Directive
Render the lines between the one holding "the white window" and the one holding "pixel 615 171", inclusive, as a Markdown table with the columns Row and Line, leaving out any blank lines. Include only those lines.

*** Supplied material

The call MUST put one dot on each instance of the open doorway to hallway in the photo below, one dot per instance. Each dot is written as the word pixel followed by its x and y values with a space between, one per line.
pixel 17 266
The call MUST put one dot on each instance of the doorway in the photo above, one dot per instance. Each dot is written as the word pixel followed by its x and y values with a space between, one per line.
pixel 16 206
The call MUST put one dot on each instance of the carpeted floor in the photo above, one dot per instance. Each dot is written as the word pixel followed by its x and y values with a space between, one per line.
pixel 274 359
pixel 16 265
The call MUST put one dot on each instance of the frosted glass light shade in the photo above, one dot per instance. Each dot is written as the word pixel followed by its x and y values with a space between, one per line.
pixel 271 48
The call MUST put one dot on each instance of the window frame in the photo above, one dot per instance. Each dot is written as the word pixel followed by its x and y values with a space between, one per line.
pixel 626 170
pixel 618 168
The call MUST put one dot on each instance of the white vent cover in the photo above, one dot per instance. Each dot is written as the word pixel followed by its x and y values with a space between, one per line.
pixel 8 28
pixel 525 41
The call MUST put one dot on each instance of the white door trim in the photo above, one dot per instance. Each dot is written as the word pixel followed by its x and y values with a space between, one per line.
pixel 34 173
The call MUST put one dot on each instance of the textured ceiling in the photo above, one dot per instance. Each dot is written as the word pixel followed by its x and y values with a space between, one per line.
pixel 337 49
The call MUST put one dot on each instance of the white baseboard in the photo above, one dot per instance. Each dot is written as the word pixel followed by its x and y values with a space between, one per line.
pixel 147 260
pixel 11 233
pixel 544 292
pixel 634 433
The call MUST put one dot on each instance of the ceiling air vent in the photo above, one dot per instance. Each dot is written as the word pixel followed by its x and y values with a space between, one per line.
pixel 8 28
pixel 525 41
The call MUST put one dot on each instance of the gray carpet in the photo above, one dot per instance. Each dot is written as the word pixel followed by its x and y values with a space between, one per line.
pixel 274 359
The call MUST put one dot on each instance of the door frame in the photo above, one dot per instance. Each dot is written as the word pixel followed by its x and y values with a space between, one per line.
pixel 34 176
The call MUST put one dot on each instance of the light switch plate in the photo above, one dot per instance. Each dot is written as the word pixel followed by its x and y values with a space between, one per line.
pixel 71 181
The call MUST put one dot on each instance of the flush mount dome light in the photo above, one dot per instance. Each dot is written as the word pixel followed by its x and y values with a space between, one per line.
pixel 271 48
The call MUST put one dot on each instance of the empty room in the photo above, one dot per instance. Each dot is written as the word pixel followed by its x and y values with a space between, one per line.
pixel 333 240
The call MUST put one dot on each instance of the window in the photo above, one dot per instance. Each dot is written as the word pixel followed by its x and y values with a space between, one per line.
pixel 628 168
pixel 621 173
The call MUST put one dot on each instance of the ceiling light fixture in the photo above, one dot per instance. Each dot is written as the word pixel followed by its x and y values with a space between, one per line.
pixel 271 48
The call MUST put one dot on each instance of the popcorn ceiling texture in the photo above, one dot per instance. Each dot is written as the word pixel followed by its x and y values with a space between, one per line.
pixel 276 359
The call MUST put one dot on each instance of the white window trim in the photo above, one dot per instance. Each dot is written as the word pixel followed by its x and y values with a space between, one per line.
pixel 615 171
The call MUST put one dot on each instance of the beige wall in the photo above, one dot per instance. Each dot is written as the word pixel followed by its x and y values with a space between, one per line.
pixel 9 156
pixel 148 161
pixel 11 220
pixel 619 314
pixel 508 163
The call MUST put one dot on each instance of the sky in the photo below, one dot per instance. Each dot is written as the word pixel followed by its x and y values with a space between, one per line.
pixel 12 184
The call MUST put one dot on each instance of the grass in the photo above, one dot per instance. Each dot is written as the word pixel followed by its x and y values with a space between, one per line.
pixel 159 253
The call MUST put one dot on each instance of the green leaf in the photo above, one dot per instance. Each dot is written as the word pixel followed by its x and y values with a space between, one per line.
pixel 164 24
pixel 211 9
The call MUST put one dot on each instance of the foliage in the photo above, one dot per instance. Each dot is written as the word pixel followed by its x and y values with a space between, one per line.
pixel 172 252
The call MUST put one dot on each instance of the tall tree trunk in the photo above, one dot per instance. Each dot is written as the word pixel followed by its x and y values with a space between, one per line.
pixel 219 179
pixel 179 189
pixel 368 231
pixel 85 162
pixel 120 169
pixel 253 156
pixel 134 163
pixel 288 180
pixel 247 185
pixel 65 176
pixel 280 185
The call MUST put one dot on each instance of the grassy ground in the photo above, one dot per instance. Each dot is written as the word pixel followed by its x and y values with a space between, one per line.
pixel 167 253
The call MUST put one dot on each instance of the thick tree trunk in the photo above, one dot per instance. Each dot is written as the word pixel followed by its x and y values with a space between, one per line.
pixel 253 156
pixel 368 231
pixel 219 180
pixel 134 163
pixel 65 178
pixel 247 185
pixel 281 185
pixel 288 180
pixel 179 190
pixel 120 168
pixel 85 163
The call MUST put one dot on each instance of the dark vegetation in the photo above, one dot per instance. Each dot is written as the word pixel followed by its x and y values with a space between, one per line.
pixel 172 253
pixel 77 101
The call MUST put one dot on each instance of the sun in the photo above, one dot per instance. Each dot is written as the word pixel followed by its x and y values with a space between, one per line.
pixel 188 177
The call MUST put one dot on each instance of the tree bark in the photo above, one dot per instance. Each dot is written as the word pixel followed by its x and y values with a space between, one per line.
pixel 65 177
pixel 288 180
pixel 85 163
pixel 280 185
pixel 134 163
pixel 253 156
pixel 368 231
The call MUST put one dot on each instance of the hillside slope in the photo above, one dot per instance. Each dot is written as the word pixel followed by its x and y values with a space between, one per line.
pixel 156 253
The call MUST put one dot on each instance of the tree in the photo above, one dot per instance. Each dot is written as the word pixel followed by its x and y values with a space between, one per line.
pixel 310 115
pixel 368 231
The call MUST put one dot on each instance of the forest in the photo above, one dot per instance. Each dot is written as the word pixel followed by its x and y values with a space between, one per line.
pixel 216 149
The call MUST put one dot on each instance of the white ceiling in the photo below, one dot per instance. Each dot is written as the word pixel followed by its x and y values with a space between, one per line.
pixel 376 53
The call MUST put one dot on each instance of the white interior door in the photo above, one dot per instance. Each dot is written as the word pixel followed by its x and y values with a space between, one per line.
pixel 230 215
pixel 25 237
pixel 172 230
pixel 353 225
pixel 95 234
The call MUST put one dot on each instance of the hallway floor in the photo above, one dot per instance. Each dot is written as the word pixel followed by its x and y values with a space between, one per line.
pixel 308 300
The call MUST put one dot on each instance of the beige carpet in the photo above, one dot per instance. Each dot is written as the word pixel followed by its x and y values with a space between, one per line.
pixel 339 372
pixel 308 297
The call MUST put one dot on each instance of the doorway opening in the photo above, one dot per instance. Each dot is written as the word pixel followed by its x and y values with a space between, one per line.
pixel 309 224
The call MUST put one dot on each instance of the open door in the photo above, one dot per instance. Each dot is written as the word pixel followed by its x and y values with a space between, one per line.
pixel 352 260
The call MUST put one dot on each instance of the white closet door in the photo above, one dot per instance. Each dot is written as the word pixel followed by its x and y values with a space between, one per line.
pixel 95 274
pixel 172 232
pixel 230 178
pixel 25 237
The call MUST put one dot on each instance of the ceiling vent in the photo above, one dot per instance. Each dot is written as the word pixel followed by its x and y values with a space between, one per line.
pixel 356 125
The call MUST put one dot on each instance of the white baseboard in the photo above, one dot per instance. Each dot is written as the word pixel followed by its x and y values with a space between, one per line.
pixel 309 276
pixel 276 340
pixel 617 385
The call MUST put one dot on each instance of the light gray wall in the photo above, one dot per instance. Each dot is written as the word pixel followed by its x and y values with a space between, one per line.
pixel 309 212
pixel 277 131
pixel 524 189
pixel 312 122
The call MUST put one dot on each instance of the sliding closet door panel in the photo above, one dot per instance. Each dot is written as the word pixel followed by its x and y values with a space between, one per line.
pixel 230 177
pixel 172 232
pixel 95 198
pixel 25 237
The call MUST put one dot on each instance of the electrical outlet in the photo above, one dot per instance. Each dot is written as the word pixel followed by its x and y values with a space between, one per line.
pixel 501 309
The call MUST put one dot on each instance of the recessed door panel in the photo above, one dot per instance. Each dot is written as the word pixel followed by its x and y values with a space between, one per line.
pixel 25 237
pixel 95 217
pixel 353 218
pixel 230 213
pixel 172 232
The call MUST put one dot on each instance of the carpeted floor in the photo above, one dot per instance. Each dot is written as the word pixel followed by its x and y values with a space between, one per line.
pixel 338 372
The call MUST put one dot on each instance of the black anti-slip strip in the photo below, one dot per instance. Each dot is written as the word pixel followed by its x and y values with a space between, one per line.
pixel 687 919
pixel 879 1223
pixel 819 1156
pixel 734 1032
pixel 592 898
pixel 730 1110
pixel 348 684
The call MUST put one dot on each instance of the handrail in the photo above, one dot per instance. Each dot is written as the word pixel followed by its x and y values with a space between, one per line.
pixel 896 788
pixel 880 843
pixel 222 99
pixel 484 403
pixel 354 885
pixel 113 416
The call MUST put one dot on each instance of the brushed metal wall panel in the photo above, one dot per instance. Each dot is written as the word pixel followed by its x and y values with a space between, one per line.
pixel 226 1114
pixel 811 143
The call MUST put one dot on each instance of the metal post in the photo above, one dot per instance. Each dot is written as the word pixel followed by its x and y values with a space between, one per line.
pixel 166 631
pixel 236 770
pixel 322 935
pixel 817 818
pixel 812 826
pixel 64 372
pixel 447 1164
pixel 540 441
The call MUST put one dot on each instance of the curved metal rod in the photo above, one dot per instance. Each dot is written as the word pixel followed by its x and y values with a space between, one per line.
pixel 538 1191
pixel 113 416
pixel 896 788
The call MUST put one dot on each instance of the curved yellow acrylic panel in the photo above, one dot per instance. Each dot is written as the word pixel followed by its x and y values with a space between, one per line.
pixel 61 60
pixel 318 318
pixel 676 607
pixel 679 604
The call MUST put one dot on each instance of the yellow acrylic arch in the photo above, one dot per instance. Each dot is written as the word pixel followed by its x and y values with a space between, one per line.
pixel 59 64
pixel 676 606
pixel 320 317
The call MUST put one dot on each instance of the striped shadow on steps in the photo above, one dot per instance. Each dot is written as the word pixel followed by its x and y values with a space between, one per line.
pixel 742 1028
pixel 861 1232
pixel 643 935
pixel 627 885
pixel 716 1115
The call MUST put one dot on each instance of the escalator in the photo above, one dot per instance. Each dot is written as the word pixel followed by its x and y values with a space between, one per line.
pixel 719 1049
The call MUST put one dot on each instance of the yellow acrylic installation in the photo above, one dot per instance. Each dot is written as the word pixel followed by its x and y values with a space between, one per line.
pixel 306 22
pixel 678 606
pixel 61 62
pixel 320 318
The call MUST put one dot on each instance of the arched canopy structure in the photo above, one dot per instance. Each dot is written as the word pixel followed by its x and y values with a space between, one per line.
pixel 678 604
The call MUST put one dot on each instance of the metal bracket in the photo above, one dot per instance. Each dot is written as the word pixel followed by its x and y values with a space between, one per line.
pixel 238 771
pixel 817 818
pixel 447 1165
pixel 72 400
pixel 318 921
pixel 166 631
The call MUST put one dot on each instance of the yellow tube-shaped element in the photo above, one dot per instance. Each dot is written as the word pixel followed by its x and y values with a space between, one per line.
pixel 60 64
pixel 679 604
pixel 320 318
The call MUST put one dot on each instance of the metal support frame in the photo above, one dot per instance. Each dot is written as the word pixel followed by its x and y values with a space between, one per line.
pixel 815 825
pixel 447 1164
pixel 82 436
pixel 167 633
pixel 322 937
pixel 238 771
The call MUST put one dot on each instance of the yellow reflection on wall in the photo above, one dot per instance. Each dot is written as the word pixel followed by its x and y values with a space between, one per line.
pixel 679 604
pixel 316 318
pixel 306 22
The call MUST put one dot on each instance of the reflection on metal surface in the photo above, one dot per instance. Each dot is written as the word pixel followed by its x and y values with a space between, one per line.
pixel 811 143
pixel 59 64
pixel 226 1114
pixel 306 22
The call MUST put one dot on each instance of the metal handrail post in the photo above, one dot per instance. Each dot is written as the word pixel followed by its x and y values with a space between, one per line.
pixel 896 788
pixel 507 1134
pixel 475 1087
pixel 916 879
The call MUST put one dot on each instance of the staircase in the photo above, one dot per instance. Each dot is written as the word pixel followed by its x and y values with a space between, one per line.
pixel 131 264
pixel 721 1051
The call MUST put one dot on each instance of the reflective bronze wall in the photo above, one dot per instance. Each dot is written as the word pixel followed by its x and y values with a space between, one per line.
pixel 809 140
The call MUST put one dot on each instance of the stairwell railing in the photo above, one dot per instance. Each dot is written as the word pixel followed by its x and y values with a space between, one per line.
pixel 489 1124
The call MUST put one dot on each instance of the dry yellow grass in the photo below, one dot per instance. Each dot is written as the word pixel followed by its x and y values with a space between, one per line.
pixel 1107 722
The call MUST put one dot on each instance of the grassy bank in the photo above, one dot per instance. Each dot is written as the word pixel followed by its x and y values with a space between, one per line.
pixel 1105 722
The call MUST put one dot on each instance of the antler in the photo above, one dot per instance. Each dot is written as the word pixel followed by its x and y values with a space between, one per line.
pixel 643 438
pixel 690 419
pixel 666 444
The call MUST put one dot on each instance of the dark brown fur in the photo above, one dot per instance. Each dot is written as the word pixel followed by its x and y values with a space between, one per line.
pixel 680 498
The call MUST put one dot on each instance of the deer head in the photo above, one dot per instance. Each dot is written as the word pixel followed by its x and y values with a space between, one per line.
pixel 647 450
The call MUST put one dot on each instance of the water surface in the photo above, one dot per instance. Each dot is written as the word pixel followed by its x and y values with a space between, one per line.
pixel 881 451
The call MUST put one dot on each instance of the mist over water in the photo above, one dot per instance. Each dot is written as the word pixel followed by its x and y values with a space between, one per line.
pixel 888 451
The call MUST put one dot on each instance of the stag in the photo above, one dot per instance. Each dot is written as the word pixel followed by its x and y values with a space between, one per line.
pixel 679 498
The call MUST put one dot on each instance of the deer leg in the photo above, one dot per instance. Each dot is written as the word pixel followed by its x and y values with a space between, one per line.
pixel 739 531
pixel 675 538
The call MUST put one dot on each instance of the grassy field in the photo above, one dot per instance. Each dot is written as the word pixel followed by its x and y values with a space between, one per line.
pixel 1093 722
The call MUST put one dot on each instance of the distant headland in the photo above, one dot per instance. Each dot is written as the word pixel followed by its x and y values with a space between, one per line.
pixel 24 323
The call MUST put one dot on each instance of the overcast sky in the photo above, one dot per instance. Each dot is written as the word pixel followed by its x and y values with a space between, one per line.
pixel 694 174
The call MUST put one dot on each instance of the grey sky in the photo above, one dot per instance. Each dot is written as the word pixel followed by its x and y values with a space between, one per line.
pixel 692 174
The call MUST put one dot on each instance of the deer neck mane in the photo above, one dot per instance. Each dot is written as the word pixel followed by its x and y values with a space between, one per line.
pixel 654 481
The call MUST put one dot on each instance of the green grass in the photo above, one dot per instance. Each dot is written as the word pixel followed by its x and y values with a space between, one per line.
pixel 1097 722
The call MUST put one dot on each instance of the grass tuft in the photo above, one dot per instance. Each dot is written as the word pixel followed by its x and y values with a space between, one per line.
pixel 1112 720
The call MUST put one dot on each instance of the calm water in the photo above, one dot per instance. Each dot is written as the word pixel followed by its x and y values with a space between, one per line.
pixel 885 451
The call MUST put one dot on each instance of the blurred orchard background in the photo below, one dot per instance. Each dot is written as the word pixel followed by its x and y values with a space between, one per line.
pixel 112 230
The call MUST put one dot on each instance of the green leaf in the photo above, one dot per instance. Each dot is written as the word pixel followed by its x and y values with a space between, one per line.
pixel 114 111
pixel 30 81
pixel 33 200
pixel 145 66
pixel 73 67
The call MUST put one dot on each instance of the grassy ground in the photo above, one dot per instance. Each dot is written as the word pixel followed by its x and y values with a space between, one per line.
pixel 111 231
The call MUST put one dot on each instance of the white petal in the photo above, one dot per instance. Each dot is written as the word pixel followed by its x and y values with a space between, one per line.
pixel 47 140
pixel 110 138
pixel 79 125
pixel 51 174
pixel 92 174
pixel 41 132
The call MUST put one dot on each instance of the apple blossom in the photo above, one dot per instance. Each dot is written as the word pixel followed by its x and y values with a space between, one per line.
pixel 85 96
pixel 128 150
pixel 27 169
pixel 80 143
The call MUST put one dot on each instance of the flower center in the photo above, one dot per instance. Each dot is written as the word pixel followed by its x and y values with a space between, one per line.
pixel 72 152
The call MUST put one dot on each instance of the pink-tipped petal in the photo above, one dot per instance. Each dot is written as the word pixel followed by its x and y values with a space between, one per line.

******

Response for this exercise
| Row | Line |
|---|---|
| 1 | The call MUST put one dot on each instance of the white window trim in the photo above, one dot per instance. Each dot is written as the word pixel followed by its x and y values with a space between, one per line. |
| 2 | pixel 615 171 |